- _Goal_
Nothing but the lines from the one with "Please mark the white" to the final line should be returned, each exactly as it appears.

(Source records)
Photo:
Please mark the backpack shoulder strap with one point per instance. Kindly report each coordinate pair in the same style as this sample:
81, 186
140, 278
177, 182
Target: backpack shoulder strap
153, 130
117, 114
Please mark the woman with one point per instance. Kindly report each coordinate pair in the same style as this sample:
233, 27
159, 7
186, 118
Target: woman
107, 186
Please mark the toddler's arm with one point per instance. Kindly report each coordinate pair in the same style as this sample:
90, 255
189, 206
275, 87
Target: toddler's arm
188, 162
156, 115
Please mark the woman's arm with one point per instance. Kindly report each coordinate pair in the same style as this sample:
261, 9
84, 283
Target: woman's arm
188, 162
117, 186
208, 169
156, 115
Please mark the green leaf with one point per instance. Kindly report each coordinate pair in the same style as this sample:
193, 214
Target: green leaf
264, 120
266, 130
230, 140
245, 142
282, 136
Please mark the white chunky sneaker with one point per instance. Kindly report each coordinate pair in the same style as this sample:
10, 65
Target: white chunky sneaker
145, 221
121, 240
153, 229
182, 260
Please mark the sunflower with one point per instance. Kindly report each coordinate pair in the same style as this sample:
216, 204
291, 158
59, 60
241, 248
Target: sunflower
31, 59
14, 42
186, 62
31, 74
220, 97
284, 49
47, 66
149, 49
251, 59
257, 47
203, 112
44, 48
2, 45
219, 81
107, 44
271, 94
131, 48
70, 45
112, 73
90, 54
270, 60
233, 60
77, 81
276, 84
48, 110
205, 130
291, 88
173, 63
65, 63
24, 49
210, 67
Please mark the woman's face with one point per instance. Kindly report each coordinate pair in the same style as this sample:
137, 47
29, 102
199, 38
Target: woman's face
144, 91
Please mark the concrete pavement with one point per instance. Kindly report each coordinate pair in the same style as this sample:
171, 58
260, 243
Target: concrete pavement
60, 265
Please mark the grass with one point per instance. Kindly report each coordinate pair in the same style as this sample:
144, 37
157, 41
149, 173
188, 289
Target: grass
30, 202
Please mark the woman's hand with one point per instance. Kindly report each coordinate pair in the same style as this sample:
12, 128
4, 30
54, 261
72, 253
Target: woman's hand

- _Result for this exercise_
Please mark the white chunky sneaker with one point per instance. Kindly report each coordinate pair in the same style as this sample:
10, 65
Target: white chunky sneaker
145, 221
121, 240
153, 229
182, 260
Please mark the sunflower with one point per instance. Kindly report each coordinate pair in the same style as this sample:
216, 204
291, 158
59, 60
241, 248
Target: sunflower
31, 59
14, 42
186, 62
31, 74
220, 97
284, 49
47, 66
149, 49
251, 59
257, 47
203, 112
44, 48
2, 45
219, 81
107, 44
271, 94
131, 48
70, 45
112, 73
90, 54
270, 60
233, 60
77, 81
276, 84
48, 110
205, 130
291, 88
173, 63
65, 63
24, 49
210, 67
Please mark the woman's face with one point per instance. Kindly report each coordinate pair in the same style as this sample:
137, 47
29, 102
199, 38
Target: woman's face
144, 91
Please mark the concrete pavement with one point per instance. Kindly report each coordinate pair in the same style as this sample:
171, 58
260, 243
Target: concrete pavement
60, 265
Please mark the grass with one point per instance. Kindly report each coordinate pair in the same style as this sample:
144, 37
157, 41
149, 173
188, 289
Target: grass
30, 202
Please mark the woman's hand with one point per instance. Kindly report each coordinate pair in the same style as this sample:
12, 128
4, 30
54, 261
72, 253
Target: woman's hand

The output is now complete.